> _Tarefa A_: Traduz para inglês esta frase do texto de opinião sobre política: «Sócrates meteu e mete o bicho da madeira na árvore estatal.»
> _Tarefa B_: Prolonga o texto de opinião sobre política a partir da última frase apresentada.

> _Texto de origem_:

Deve ser um dos segredos políticos internacionais mais bem guardados pois ninguém sabe se a Internacional Socialista ainda existe. Se sobrevive, ter-se-á transformado num clube de excêntricos snobs. Esta de indicarem para as relações externas da UE, a troco do usufruto pelos conservadores da sua presidência, uma trabalhista baronesa (graduada em título e brasão por um governo de um partido que já foi emanação dos sindicatos) que desempenhava o cargo de leader da Câmara dos Lordes - uma abencerragem da monarquia britânica -, é prova que o ridículo nem sempre mata, também promove.

Notável a concepção sobre a árvore do aparelho do Estado que transforma os governos civis em prémios de cargos compensatórios para autarcas derrotados. Perdeste eleições? O povo não te quer? – Vais para governador civil! O PS está a apodrecer e a apodrecer-nos e nós a ver. Sócrates meteu e mete o bicho da madeira na árvore estatal. Um dia, a caspa do caruncho ainda lhe descompõe a imagem do fatinho de estadista.

> _Informação fornecida_:
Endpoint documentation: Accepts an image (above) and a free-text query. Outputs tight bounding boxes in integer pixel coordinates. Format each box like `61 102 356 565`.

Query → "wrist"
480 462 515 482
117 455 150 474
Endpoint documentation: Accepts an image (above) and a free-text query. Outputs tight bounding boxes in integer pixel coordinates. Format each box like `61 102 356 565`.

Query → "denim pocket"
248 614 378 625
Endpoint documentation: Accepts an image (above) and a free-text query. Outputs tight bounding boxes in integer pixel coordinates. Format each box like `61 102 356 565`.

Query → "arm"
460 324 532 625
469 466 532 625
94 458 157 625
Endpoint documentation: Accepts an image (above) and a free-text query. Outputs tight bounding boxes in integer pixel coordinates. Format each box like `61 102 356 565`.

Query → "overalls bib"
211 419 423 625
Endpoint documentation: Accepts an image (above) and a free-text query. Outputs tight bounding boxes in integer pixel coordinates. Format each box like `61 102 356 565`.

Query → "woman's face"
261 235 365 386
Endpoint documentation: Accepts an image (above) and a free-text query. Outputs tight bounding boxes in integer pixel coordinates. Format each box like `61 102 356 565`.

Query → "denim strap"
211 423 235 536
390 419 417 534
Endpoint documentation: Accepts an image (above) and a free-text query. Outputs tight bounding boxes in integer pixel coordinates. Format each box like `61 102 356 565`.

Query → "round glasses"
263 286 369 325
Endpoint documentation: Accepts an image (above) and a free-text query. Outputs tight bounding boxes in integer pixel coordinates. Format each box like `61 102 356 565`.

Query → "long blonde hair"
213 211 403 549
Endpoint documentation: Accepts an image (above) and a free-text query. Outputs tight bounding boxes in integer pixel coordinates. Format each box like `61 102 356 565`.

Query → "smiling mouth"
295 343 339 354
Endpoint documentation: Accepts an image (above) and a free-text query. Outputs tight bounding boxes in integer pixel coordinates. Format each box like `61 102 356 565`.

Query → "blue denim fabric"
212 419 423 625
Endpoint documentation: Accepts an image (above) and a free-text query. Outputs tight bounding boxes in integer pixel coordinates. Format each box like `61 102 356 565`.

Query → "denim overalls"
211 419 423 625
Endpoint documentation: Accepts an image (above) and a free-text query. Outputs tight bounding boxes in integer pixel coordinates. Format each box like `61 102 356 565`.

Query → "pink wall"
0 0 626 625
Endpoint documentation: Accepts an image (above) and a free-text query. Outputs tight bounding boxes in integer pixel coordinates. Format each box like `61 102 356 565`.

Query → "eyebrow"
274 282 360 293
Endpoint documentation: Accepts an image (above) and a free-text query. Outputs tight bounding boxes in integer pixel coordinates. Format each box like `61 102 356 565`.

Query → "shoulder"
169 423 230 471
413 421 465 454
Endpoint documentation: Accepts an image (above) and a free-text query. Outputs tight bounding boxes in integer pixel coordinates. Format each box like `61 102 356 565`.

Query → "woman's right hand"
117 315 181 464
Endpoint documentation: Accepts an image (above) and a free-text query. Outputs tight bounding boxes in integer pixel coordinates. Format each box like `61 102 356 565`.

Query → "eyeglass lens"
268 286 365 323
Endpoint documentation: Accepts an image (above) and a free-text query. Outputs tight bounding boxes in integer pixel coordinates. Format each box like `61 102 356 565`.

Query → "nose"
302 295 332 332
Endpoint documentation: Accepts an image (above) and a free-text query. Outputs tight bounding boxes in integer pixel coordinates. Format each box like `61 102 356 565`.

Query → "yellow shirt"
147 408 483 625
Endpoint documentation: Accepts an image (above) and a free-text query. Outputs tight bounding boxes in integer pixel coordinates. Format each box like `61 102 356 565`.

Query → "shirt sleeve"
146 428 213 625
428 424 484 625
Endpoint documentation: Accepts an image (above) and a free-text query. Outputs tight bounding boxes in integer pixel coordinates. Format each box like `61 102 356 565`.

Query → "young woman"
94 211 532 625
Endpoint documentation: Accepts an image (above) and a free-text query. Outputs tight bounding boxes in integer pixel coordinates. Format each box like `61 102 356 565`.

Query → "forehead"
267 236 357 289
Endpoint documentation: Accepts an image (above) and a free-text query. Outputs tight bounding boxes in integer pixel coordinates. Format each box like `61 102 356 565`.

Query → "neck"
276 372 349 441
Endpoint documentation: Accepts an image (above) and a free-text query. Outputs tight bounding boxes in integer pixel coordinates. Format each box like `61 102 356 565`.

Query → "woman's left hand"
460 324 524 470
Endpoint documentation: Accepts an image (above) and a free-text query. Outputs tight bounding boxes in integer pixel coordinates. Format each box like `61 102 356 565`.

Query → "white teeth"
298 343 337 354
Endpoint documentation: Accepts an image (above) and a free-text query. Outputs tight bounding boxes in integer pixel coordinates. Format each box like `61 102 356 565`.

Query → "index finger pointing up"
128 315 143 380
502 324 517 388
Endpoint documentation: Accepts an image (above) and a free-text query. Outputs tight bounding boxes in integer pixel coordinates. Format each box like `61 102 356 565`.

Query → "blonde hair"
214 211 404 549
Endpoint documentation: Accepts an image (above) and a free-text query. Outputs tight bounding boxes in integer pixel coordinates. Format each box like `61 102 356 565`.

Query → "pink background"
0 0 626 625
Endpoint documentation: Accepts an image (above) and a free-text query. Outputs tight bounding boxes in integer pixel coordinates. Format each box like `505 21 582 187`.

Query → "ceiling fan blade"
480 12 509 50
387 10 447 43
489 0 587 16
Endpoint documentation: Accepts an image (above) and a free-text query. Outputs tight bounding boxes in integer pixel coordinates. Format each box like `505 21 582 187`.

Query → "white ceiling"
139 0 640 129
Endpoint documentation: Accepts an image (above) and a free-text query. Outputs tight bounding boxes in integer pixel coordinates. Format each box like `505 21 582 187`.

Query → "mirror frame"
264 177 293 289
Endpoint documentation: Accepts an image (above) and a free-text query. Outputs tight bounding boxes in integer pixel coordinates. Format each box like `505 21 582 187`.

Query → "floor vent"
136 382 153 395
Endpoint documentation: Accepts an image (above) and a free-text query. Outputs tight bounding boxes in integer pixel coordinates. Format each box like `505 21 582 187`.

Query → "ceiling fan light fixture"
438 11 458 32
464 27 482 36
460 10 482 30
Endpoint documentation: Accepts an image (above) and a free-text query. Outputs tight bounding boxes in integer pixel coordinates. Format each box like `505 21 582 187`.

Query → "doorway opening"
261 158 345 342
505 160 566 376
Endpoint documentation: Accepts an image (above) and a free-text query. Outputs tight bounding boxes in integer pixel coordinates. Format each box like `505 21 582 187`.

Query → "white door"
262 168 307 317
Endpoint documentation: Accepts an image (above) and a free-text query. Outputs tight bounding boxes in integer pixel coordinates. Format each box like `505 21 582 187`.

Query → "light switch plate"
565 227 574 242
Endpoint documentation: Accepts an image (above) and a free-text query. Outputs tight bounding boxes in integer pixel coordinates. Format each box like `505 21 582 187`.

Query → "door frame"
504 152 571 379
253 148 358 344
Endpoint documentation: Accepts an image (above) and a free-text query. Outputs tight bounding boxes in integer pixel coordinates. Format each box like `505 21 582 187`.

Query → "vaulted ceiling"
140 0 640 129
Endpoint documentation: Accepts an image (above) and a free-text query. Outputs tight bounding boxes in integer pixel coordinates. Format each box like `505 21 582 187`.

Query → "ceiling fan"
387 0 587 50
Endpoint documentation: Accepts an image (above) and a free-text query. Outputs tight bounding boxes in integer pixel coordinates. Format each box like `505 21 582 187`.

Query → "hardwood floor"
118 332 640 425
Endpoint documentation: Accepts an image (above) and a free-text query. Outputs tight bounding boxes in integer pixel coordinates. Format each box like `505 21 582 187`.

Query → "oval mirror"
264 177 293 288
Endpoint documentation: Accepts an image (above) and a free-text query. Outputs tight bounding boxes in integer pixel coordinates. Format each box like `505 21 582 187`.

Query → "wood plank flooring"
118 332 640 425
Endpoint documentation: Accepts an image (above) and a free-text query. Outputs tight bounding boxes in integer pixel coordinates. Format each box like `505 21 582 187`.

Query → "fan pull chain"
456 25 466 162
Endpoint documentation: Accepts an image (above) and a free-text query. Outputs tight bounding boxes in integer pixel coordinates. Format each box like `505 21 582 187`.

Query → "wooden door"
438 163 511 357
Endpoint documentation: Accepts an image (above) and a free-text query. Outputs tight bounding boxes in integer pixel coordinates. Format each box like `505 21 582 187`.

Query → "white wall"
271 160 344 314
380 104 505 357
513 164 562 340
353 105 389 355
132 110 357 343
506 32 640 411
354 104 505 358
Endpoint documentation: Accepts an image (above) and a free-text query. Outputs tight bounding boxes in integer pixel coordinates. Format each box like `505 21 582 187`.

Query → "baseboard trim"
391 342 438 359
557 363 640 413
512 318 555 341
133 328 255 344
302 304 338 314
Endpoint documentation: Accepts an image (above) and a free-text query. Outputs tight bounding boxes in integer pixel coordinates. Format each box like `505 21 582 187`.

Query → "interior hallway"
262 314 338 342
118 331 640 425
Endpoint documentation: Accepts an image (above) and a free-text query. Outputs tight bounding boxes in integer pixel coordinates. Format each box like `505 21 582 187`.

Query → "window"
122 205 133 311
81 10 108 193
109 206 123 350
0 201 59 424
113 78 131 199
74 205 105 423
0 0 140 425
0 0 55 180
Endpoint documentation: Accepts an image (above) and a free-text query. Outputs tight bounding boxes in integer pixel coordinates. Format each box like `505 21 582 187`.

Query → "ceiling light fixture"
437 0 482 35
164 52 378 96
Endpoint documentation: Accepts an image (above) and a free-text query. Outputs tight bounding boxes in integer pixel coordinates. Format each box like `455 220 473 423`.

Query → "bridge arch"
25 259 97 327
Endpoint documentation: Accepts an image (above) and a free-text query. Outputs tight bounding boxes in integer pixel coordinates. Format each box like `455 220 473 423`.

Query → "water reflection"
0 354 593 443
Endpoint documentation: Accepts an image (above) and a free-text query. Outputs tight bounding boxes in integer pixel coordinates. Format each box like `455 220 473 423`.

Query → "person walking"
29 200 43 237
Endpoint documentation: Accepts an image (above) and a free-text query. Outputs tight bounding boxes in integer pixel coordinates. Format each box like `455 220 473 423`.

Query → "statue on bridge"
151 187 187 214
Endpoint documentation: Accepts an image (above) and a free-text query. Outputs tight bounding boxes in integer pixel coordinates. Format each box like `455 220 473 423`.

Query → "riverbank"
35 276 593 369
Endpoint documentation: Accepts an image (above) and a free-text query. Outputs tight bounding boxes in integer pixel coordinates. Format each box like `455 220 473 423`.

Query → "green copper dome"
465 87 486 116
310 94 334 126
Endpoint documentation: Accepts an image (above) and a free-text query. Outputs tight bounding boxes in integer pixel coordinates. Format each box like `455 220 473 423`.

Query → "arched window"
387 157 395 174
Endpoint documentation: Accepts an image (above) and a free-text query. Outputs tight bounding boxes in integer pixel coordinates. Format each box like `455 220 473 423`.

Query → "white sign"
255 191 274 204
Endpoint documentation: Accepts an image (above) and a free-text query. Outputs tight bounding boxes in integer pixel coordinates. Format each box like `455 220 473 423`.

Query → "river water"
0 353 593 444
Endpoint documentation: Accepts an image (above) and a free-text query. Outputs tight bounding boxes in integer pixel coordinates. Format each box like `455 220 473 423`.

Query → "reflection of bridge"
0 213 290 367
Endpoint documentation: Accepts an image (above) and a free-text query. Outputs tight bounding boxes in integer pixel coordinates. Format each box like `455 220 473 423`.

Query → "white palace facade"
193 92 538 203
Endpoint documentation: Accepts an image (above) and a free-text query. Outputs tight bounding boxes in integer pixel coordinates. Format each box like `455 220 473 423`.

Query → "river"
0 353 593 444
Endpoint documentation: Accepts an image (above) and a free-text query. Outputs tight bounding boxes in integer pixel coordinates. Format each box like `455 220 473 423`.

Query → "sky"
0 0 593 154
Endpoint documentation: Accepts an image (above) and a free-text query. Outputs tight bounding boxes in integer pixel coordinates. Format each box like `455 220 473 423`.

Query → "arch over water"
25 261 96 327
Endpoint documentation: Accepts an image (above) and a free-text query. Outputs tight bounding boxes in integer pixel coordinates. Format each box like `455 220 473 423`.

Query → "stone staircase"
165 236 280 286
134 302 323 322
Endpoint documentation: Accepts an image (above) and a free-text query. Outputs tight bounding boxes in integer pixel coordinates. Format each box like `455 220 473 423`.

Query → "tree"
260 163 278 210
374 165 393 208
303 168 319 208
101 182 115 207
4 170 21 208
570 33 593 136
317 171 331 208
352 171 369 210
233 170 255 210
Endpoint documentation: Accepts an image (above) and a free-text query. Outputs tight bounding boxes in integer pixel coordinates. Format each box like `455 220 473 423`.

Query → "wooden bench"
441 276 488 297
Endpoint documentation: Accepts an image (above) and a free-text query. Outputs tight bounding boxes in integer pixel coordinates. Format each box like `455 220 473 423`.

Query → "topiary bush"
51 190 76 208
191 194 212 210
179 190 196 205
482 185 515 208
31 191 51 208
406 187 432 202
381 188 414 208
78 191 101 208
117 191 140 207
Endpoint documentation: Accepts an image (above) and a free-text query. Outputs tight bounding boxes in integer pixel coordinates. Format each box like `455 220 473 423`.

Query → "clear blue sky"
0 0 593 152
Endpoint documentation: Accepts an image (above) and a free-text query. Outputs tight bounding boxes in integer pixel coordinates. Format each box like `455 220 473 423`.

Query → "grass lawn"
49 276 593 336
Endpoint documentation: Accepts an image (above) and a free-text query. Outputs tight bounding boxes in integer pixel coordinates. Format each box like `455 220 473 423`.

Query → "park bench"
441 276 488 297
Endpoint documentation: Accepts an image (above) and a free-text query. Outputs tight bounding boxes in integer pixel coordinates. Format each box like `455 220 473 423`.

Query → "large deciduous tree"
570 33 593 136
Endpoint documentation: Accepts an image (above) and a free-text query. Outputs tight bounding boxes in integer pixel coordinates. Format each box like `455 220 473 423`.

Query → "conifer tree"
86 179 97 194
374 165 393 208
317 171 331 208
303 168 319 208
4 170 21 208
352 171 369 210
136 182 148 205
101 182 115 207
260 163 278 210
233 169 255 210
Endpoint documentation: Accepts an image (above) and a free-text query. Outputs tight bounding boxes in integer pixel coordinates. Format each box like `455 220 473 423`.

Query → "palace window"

> _Resposta esperada A_: Sócrates put, and keeps putting, woodworm into the tree of the state.

> _Resposta esperada B_:
Os dois políticos que se devem sentir mais porreiros com as nomeações de Van Rompuy e Catherine Ashton para os novos lugares cimeiros da UE do Tratado de Lisboa, devem ser Durão Barroso e Ângela Merkel. Além de outras pequenas alegrias como as de Cavaco & Sócrates, ramais subsidiários das grandes alegrias de Merkel & Barroso. O director geral dos comissários europeus exulta porque, assim, não é apagado na sua irrelevância em estatura política, pela ascensão de outros políticos igualmente apagados mesmo que originários de países com maior peso no xadrez de Bruxelas. E com Blair, pese embora o nojo que tal pessoa política merece mais os respectivos juros, não seria assim porque Tony ia querer holofote e palco, assim como usaria a sua caneta pessoal para assinar os protocolos. Merkel comporá a sua face de bolacha imperial sorridente porque, continuando a somarem-se as mediocridades do topo burocrático-europeu, o seu papel de Sissi da Europa do Século XXI expande dimensão.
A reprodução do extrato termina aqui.